_What you need to do:_ Copy the line with "136L214 140L215 156H232L244" and all lines following it through the last line of the entries, exactly as written.

(Exercise material begins)

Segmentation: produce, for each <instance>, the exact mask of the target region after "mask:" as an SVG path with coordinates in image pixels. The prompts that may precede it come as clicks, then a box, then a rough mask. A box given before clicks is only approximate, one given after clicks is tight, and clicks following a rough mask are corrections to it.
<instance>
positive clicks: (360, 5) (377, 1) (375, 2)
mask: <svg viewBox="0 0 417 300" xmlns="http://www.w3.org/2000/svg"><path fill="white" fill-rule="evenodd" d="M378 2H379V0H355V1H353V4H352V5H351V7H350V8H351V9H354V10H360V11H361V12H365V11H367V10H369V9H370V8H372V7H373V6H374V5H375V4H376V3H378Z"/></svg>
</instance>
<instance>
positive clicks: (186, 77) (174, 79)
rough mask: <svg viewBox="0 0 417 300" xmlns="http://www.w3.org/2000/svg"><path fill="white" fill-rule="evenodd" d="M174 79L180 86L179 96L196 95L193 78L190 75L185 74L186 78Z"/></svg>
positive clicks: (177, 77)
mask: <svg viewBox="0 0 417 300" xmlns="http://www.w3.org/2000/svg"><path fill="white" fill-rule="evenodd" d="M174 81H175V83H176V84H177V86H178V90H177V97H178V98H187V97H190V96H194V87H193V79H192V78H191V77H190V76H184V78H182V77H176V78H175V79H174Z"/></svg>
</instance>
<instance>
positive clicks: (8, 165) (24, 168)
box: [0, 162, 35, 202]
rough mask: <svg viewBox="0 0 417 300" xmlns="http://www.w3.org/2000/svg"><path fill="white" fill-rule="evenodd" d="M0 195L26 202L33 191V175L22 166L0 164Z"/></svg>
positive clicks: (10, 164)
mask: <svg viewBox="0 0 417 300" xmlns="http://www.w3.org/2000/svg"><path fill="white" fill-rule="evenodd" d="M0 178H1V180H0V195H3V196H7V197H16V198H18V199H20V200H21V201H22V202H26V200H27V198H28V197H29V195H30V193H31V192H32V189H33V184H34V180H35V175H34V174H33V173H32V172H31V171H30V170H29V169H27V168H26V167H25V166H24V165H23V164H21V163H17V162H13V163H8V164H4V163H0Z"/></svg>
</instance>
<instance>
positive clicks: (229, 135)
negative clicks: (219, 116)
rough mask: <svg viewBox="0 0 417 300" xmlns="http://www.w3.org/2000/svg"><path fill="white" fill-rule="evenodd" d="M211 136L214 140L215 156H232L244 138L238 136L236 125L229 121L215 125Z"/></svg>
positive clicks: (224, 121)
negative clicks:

(Exercise material ends)

_Solution for this exercise:_
rough mask: <svg viewBox="0 0 417 300" xmlns="http://www.w3.org/2000/svg"><path fill="white" fill-rule="evenodd" d="M211 136L214 140L215 156H232L244 138L238 136L236 125L229 121L215 125Z"/></svg>
positive clicks: (224, 121)
negative clicks:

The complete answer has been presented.